**Task details**
Could you repeat the entries below word for word, leaving nothing out?

**Provided data**
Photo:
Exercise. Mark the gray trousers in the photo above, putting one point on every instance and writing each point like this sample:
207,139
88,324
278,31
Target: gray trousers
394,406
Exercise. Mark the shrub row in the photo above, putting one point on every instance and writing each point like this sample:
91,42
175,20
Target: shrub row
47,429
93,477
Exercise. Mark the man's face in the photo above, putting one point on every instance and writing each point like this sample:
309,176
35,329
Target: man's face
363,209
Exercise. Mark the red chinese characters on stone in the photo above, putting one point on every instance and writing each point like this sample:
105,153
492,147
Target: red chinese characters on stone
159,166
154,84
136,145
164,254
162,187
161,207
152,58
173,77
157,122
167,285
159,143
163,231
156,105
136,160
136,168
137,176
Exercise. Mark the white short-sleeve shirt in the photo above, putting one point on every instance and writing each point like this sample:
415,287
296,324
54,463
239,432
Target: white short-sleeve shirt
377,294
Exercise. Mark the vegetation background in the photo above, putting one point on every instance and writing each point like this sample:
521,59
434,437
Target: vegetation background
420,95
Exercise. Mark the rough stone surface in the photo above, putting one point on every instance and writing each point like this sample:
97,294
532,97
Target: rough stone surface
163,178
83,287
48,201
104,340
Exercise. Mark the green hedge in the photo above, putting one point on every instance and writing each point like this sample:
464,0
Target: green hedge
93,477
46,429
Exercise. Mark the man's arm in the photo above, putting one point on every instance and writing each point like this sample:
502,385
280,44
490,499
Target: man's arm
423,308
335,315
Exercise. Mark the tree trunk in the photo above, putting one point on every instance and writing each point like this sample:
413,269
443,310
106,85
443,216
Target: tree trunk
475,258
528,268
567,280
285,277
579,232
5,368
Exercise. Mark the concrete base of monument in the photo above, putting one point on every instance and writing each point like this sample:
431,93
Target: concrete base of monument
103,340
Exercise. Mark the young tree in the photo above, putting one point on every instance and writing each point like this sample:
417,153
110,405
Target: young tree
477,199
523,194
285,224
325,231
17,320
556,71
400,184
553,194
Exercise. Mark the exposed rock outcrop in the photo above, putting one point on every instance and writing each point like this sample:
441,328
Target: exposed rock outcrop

**Output of the task**
Photo:
Exercise. Mark the gray trousers in the photo above, putting one point on every instance and writing each point like this sample:
207,139
88,324
278,31
Target: gray trousers
394,406
Exercise. Mark the shrub row in the photo above, putting one point on every instance and writing each point like this sample:
91,42
175,20
Target: shrub row
47,429
93,477
Exercise. Mark the man's face in the photo above, putting one point on every instance and writing each point like this sample:
309,176
35,329
Target: man's face
363,209
Exercise. Mark the red chinese characters on stone in the photo above, putting one point on every instance and writing each point like this sample:
105,153
492,147
Target: red chinese characters on stone
159,166
154,84
136,145
164,254
162,187
161,207
152,58
173,77
157,122
167,285
159,143
163,231
156,105
136,160
136,168
137,176
Exercise. Mark the white short-sleeve shirt in the photo above, putting one point on every instance and writing each point like this sample:
415,287
296,324
54,463
239,432
Target: white short-sleeve shirt
377,294
Exercise. Mark the vegetation background in the photo above, putting one point on every instance and writing each point like this sample:
521,59
434,437
Target: vegetation background
420,95
Exercise. Mark the rough stone surface in the photo above, putting one point on every instance and writing each point like this sample:
97,294
532,97
Target: rough stone surface
163,178
83,287
48,201
104,340
Exercise. Mark the green hedge in the photo above, putting one point on every instance and writing each point like this sample:
464,0
Target: green hedge
93,477
46,429
Exercise. Mark the man's arm in the photo above, putting one point on every instance and writing each point like this sample:
502,385
280,44
490,499
Target: man's arm
423,308
335,315
Exercise. Mark the tree trunk in the photo above, putting one point on every instance and writing each point like this sample:
413,269
443,310
106,85
443,216
Target: tree trunk
475,258
528,268
567,280
285,277
579,232
5,368
Exercise. Mark the concrete base of monument in the photo above, putting one point on every instance and writing each point like this sample:
431,93
Target: concrete base of monument
103,340
Exercise. Mark the young tree in the photo above, putting one point on every instance and writing each point like this sample:
417,153
110,405
Target: young tree
477,199
523,194
285,224
325,231
17,320
556,71
400,184
553,194
Exercise. Mark the exposed rock outcrop in the photo above, putting one point on every instance and writing each point like this sample:
441,328
Target: exposed rock outcrop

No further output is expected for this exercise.